**PROBLEM DETAILS**.
Give only the number of lines in the material below that contain the string "window", with uppercase and lowercase letters counted as different.

**EXERCISE MATERIAL**.
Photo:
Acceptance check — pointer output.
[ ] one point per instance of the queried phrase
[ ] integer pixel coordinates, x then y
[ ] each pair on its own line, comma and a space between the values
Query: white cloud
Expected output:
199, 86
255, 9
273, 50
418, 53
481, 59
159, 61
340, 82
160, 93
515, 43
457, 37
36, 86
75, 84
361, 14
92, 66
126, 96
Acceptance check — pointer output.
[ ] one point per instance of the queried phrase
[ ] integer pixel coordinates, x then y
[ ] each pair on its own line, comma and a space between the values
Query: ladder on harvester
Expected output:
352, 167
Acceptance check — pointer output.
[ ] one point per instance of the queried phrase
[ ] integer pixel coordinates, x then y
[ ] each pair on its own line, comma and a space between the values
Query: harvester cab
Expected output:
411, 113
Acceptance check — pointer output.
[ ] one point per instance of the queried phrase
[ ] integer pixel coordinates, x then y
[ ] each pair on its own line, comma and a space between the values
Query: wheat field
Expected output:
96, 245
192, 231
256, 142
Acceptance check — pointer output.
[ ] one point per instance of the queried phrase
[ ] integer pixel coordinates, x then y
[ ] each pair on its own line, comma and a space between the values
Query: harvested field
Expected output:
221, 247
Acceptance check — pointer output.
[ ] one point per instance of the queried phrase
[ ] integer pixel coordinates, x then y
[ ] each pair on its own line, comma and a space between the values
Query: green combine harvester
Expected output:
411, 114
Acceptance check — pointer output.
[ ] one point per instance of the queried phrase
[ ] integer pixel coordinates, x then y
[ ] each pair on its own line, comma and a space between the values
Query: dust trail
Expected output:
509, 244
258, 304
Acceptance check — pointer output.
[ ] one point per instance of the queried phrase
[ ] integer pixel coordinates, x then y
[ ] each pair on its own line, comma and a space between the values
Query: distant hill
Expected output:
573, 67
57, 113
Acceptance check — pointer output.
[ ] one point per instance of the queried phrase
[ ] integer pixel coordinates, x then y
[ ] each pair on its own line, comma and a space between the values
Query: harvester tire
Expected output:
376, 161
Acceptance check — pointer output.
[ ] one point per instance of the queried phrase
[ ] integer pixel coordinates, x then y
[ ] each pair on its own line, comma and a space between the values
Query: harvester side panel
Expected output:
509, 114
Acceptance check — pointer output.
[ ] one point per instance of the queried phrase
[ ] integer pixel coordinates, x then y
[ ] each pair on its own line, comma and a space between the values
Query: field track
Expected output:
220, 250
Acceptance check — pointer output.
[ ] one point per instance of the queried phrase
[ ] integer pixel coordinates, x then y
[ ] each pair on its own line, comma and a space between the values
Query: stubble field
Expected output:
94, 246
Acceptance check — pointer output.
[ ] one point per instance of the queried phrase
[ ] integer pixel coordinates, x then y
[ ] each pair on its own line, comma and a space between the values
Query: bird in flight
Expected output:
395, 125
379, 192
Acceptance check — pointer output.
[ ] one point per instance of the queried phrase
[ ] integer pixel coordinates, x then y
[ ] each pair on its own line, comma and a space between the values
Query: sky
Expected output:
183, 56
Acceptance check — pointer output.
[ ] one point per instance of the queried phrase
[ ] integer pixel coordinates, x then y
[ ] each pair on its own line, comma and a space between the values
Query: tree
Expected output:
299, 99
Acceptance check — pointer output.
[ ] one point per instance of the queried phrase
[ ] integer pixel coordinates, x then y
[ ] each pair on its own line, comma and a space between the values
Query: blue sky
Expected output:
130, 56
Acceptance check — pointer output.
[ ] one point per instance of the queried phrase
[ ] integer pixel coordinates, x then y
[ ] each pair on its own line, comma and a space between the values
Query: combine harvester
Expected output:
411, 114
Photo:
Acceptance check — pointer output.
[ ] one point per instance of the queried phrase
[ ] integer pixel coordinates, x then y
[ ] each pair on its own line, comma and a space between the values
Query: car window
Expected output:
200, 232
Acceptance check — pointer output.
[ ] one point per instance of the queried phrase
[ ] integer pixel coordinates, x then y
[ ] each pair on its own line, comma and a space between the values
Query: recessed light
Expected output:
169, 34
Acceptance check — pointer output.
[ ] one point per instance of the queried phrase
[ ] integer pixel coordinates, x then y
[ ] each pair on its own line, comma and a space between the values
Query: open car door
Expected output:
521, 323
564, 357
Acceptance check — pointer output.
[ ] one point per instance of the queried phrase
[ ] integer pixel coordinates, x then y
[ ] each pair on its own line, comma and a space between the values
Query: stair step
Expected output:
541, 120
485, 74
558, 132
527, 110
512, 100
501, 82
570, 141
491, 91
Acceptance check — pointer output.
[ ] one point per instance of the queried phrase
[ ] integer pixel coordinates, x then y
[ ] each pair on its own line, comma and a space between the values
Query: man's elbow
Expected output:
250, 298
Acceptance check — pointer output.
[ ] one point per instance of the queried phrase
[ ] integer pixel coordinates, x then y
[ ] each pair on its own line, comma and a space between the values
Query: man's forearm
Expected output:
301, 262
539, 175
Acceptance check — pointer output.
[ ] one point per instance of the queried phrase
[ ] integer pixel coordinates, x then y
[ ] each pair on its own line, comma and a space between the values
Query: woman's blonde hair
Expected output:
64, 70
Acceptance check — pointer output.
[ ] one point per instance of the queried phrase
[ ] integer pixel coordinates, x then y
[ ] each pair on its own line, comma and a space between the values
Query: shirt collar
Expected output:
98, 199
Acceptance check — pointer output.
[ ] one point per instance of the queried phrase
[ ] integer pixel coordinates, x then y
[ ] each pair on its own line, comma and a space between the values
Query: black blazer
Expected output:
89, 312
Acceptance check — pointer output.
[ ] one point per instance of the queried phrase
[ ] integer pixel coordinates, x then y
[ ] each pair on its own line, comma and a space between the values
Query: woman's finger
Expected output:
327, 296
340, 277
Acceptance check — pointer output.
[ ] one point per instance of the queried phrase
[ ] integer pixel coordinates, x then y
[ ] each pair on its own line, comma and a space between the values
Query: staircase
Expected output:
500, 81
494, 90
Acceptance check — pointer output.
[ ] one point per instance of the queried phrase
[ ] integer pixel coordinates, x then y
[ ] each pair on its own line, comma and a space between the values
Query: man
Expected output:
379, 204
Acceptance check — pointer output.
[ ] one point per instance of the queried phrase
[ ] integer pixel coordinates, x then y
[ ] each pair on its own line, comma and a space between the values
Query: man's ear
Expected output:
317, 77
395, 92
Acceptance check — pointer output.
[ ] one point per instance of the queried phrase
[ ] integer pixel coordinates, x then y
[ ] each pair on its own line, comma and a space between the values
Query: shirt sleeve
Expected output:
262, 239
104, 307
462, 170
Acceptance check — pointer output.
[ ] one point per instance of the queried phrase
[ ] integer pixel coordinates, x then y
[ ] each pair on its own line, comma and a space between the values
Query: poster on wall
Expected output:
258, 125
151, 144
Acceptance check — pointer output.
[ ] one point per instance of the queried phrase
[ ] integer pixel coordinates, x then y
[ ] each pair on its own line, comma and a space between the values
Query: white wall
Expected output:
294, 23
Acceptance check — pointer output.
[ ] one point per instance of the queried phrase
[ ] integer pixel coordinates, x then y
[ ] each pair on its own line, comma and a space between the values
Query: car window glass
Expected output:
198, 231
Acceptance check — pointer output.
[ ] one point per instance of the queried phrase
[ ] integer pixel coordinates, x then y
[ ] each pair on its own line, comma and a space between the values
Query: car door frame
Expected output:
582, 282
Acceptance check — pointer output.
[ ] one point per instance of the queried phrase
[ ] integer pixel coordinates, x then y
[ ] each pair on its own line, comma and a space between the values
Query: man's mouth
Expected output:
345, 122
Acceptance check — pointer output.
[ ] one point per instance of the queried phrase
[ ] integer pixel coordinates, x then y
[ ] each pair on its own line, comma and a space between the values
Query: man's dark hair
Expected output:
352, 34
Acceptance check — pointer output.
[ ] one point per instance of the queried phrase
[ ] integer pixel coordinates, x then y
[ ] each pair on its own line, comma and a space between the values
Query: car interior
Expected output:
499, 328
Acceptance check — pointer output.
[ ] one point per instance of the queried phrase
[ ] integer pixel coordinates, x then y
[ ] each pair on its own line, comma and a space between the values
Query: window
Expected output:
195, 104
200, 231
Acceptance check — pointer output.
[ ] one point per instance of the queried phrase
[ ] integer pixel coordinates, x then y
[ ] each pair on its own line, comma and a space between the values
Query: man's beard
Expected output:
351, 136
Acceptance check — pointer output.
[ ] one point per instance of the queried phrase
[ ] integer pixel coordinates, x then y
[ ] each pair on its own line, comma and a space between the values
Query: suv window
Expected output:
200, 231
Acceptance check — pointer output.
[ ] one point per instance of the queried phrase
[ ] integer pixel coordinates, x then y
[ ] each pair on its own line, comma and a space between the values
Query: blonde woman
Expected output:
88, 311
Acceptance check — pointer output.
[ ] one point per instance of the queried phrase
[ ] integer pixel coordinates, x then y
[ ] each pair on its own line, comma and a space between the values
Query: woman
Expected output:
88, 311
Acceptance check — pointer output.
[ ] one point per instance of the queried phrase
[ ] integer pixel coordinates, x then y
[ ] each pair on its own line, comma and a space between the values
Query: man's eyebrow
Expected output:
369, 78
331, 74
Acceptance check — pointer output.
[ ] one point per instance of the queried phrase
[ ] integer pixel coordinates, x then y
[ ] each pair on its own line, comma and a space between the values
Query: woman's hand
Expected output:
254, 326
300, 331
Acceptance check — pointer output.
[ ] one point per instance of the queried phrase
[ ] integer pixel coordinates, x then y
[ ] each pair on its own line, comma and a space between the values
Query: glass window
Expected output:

**FULL OUTPUT**.
5